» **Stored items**
++++++++++
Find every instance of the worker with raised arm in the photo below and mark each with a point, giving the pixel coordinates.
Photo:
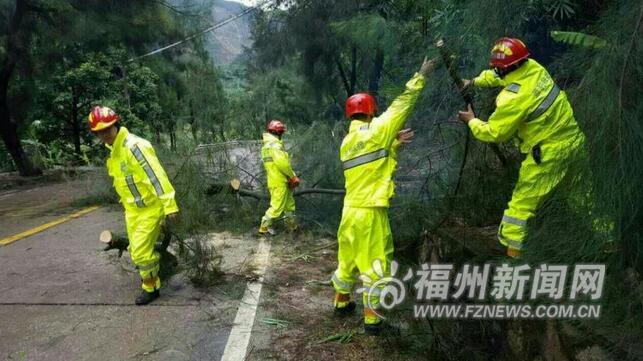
(368, 156)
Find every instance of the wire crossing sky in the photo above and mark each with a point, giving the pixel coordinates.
(206, 30)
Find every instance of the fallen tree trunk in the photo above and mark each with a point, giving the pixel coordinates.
(234, 187)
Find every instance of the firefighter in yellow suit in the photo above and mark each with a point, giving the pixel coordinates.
(535, 112)
(144, 191)
(281, 179)
(368, 160)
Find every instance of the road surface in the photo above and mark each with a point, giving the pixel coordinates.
(62, 298)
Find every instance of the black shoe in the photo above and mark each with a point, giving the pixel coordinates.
(346, 310)
(146, 297)
(373, 329)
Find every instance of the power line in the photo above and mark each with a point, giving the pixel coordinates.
(211, 28)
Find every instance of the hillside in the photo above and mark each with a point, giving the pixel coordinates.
(227, 42)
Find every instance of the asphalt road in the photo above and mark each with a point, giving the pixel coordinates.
(62, 298)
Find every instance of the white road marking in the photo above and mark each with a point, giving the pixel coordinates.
(239, 338)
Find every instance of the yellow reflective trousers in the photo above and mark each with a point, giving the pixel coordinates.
(143, 230)
(276, 162)
(365, 246)
(281, 202)
(536, 183)
(147, 196)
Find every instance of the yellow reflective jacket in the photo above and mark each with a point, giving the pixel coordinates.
(488, 79)
(531, 109)
(368, 155)
(276, 161)
(139, 178)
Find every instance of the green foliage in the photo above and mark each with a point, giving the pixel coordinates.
(578, 39)
(365, 31)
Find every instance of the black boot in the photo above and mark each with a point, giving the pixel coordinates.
(346, 310)
(146, 297)
(373, 329)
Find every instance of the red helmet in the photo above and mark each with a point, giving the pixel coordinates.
(360, 103)
(507, 52)
(101, 118)
(276, 127)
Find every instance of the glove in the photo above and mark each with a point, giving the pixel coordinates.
(293, 182)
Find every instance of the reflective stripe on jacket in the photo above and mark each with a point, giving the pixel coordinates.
(139, 178)
(367, 153)
(531, 109)
(276, 161)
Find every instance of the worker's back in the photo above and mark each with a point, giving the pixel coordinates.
(547, 114)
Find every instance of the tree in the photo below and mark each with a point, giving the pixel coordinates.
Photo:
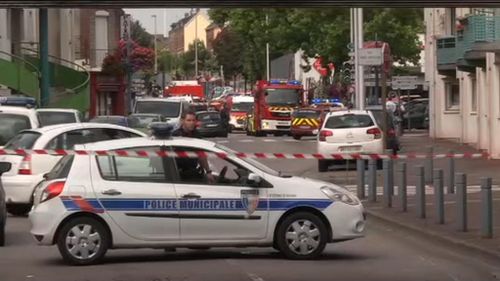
(228, 49)
(140, 35)
(141, 58)
(204, 59)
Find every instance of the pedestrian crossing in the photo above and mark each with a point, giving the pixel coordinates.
(412, 190)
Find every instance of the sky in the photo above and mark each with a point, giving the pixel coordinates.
(162, 27)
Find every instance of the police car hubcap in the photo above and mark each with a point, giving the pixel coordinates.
(83, 241)
(303, 237)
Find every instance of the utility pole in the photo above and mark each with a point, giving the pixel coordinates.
(128, 93)
(267, 52)
(196, 45)
(155, 47)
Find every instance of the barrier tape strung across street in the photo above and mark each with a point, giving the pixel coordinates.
(203, 154)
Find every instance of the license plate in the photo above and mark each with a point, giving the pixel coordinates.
(350, 148)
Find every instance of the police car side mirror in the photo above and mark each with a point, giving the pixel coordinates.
(254, 179)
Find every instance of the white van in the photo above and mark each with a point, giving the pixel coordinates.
(171, 110)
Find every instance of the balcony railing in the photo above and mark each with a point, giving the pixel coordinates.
(446, 50)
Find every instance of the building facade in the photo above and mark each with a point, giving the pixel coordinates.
(462, 52)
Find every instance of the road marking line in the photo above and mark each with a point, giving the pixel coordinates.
(254, 277)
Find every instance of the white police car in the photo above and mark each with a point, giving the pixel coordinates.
(90, 204)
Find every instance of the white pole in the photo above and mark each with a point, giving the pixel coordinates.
(196, 45)
(267, 53)
(361, 68)
(154, 38)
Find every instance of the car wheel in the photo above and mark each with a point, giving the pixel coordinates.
(83, 241)
(19, 209)
(301, 236)
(2, 234)
(322, 165)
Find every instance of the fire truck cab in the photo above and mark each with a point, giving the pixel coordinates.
(274, 102)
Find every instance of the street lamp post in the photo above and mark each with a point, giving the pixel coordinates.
(154, 38)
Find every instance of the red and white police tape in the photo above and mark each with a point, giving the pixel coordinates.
(203, 154)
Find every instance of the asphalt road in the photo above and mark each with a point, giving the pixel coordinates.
(384, 254)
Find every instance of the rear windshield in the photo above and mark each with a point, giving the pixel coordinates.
(349, 121)
(61, 169)
(306, 114)
(54, 118)
(167, 109)
(24, 140)
(208, 117)
(10, 125)
(118, 120)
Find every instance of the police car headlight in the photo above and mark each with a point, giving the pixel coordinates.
(340, 195)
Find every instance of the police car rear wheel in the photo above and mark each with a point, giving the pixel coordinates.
(83, 241)
(301, 236)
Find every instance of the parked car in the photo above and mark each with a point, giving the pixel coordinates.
(55, 116)
(141, 121)
(392, 141)
(171, 110)
(27, 171)
(4, 167)
(128, 202)
(352, 131)
(307, 122)
(111, 119)
(15, 119)
(211, 124)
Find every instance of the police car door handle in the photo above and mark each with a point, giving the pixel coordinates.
(191, 196)
(111, 192)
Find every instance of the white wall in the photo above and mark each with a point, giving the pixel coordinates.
(494, 70)
(4, 32)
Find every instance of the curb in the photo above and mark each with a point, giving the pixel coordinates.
(435, 235)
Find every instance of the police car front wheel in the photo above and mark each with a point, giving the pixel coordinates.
(83, 241)
(301, 235)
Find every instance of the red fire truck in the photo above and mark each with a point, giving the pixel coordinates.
(274, 102)
(185, 88)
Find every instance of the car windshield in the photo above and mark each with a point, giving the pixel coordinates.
(167, 109)
(349, 121)
(24, 140)
(306, 114)
(250, 161)
(206, 117)
(116, 120)
(241, 106)
(12, 124)
(48, 118)
(142, 121)
(282, 97)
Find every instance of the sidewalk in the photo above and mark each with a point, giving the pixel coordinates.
(448, 232)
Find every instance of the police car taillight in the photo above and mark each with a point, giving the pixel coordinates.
(25, 166)
(52, 190)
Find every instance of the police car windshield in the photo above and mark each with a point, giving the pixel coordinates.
(306, 114)
(282, 97)
(167, 109)
(242, 106)
(250, 161)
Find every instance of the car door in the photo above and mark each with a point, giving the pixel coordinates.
(138, 194)
(229, 209)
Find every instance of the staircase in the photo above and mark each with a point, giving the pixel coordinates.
(69, 82)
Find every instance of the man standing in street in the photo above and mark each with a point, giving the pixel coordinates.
(188, 167)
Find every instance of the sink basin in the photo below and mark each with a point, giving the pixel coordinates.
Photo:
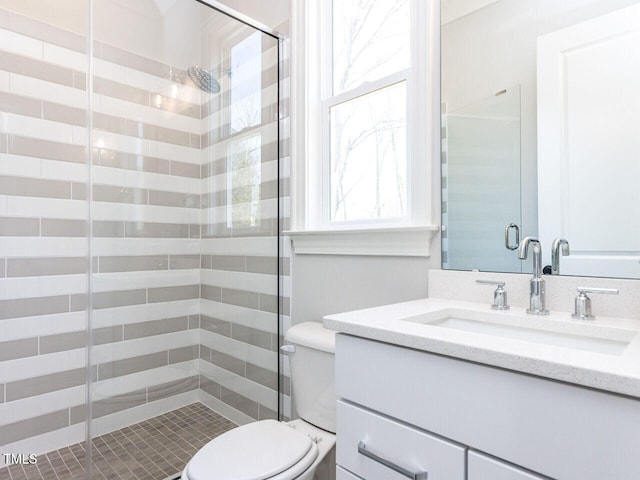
++++++++++
» **EXERCISE BRIEF**
Search the entries for the string "below" and copy each line where it occurs.

» **TASK RESPONSE**
Find every instance of the worker with raised arm in the photo below and mark each with a point, giving the pixel coordinates.
Find every instance of the tree in the photo below and mark each with a point, giving the pixel coordinates.
Find every instance of the sink basin in the photo below and mark each with a point, giving the pixel coordinates.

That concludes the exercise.